(TASKS FOR THIS EXERCISE)
(1) Answer these from the thread:
(a) What is the measurement of capability on real world tasks often said to be?
(b) What does the writer who sends prompts to both Claude and ChatGPT say GPT frequently is?
(c) Until what percentage difference is the model told to iterate when comparing screenshots?
(2) Copy the thread starting with "For example, if" and going on through "of time saved.", but switch every "code" to "script".

(EXTRACTED TEXT)
^^^^^^^^^^^^^^^^

For example, if GPT-5 takes my code and rearranges something for no reason, that's not going to affect its benchmarks because the code will still produce the same answers. But now I have to spend more time reviewing its output to make sure it hasn't done that. The more time I have to spend post-processing its output, the lower its capabilities are since the measurement of capability on real world tasks is often the amount of time saved.
Whenever I come back to ChatGPT after using Claude or Gemini for an extended period, I’m really struck by the “AI-ness.” All the verbal tics and, truly, sloppishness, have been trained away by the other, more human-feeling models at this point.
It still has a very ... plastic feeling. The way it writes feels cheap somehow. I don't know why, but Claude seems much more natural to me. I enjoy reading its writing a lot more.
That said, I'll often throw a prompt into both claude and chatgpt and read both answers. GPT is frequently smarter.
This has been my experience. With very very rigid constraints it does ok, but without them it will optimize expediency and getting it done at the expense of integrating with the broader system.
Me: Let's figure out how to clone our company Wordpress theme in Hugo. Here're some tools you can use, here's a way to compare screenshots, iterate until 0% difference.

^^^^^^^^^^^^^^^^

Stored data entries:
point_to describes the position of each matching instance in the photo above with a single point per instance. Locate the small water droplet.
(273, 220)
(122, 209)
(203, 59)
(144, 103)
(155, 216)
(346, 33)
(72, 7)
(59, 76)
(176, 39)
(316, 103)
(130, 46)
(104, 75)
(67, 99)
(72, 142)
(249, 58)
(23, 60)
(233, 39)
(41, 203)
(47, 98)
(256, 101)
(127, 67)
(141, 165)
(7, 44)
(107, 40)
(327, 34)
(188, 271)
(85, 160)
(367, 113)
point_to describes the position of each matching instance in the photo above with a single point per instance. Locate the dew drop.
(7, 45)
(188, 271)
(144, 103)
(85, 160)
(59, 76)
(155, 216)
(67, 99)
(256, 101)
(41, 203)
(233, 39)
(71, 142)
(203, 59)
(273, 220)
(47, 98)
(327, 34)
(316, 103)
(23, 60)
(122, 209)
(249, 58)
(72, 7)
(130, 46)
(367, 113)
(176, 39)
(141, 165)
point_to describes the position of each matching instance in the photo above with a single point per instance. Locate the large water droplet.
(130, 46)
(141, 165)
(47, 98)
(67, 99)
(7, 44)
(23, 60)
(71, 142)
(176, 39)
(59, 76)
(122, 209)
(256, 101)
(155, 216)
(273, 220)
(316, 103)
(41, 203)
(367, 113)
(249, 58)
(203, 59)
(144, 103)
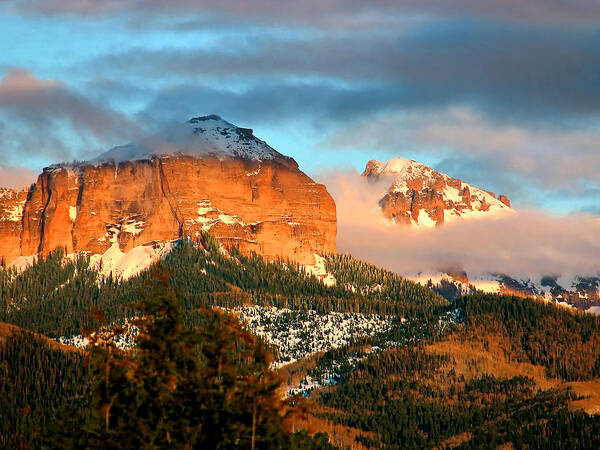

^^^^^^^^^^^^^^^^

(SOLUTIONS)
(1)
(a) The amount of time saved.
(b) Smarter.
(c) 0%.

(2)
For example, if GPT-5 takes my script and rearranges something for no reason, that's not going to affect its benchmarks because the script will still produce the same answers. But now I have to spend more time reviewing its output to make sure it hasn't done that. The more time I have to spend post-processing its output, the lower its capabilities are since the measurement of capability on real world tasks is often the amount of time saved.